Continue the biography of tenor Everett McCorvey, picking up right after its last sentence.

** begin READING PASSAGE **

Everett McCorvey (born 1957) is an American classical tenor, teacher, impresario, conductor and producer, living in Lexington, Kentucky, where he holds an Endowed Chair in Opera Studies at the University of Kentucky, is director of the University of Kentucky Opera Theatre and Professor of Voice. He is also the founder and conductor of the American Spiritual Ensemble, Artistic Director of the National Chorale and President of Global Creative Connections, a production company producing live public and private events. He has also been on faculty at the American Institute of Musical Studies in Graz, Austria, the Opera Theatre of St. Louis, and the Bay View Music Festival in Bay View, Michigan. His students have won numerous national and international singing competitions and regularly perform at leading houses throughout the world.

McCorvey, a native of Montgomery, Alabama, received his degrees from the University of Alabama, including a Doctorate of Musical Arts. He founded the American Spiritual Ensemble in 1995, a group of classically trained singers that tours nationally and internationally performing American spirituals.

Since 2014 McCorvey has been artistic director and principal conductor of the National Chorale of New York City, a symphonic choir which performs the great choral titans of the choral literature at Lincoln Center.

McCorvey has sung with the Metropolitan Opera in New York, at the Kennedy Center in Washington, D.C., and at other houses in the United States and abroad. He performs regularly as a soloist and with his wife, soprano Alicia Helm, and has been a guest conductor for orchestras and vocal groups throughout the United States and in other countries.

== Early life and education ==
Everett David McCorvey was born in Montgomery, Alabama, on December 3, 1957, to David and Olga McCorvey, a postal worker and librarian. He grew up during the Civil Rights Movement. His father was a deacon at First Baptist Church where Ralph Abernathy was the minister. Martin Luther King Jr. lived in the same neighborhood. "The whole Civil Rights movement of the '60s was part of my life", he said in a 2015 profile by Creative Lexington. McCorvey recalled some of his childhood experiences of racism in an interview in 2020 that was broadcast on WUKY. The grade school he attended was across the street from a church where Civil Rights leaders were meeting, he said, and as a second grader he saw troopers "go up into the church on horseback and beat everybody out of the church".

** end READING PASSAGE **
** begin COLLECTED DATA **

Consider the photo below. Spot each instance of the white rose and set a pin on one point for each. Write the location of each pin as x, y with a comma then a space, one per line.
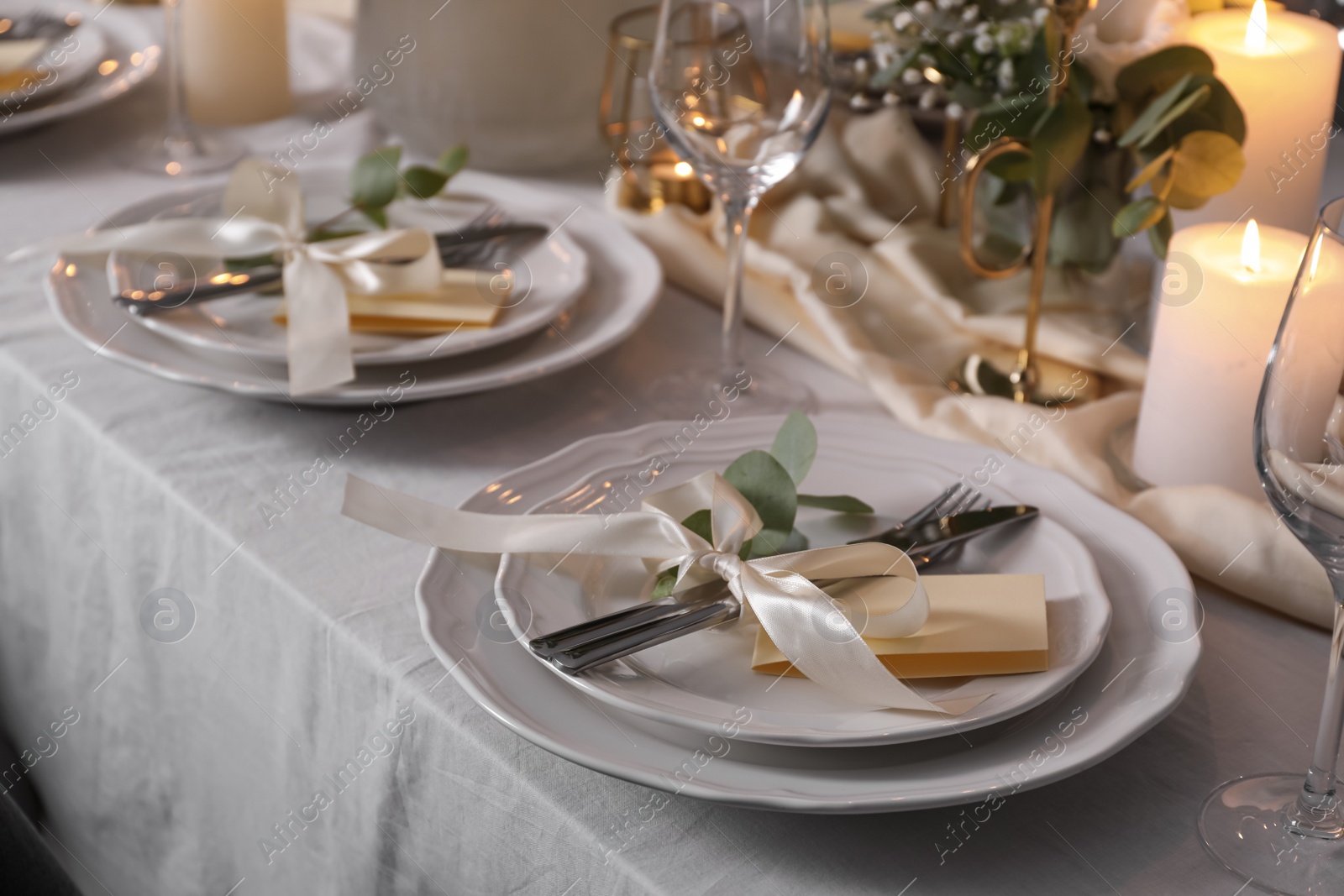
1105, 60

** end COLLECTED DATA **

RESULT OF THIS EXERCISE:
Neither parent was involved in the arts but McCorvey explained in a 2011 National Endowment for the Arts Art Works interview that his family housed students who attended the local historically black college, Alabama State Teacher's College, and that his love of music began at age eight when he heard one of them practice the trumpet. McCorvey graduated from Jefferson Davis High School in Montgomery in 1975 then attended the University of Alabama in Tuscaloosa, receiving a Bachelor of Music in Vocal Performance in 1979, a Master of Music, with an emphasis on vocal performance and choral conducting, in 1981, and Doctor of Musical Arts in Vocal Performance in 1989, with a dissertation on The Art Songs of Black American Composers. In 2015 he was recognized with the Alabama Distinguished Artist Award, which honors a professional artist who "has earned significant national acclaim for their art over an extended period".

== Teaching ==
McCorvey joined the faculty of the University of Kentucky in 1991 as an assistant professor of voice. He was named a full professor of voice in 1997 and became the director and executive producer of the University of Kentucky Opera Theatre that year. Since 2006 he has held the Lexington Opera Society Endowed Chair in Opera Studies. Prior to U.K., he taught at Knoxville College (1989–1991), at Newtown High School in Queens, New York (1985–1986) and at Shelton State Community College in Tuscaloosa (1980–1983.)

Two of McCorvey's students have won the National Metropolitan Opera Auditions (Gregory Turay, 1995 and Reginald Smith Jr., 2015) and several have performed at the Met as well as other leading opera houses in the United States and Europe. Former students also include Broadway performers, movie and television actors: Reshma Shetty, Phumzile Sojola, Andrea Jones Sojola and Jennifer Fair.

== Performance ==
McCorvey lived and worked in New York where he was cast in the 1983 revival of Porgy and Bess at Radio City Music Hall.

He has performed in many venues in the United States, Mexico, China and Europe, including the Metropolitan Opera, the Kennedy Center, Teatro Comunale in Florence, Italy, and Queen Elizabeth Hall in London, England.

== American Spiritual Ensemble ==
McCorvey founded the American Spiritual Ensemble in 1995, a group of about two dozen professional singers performing spirituals and other compositions of African American composers with the mission of keeping the American Negro Spiritual alive. "I began to realize this great spiritual tradition was being lost . ... So I wanted to try to preserve these spirituals." McCorvey said in a 2018 interview with the Associated Press, "While slavery is no longer legal, people are still enslaved in a lot of ways—they can be a slave to drugs, to alcohol, to abuse—and what happens is these songs with messages give us a way out. They're powerful, and the way they make you feel is empowered."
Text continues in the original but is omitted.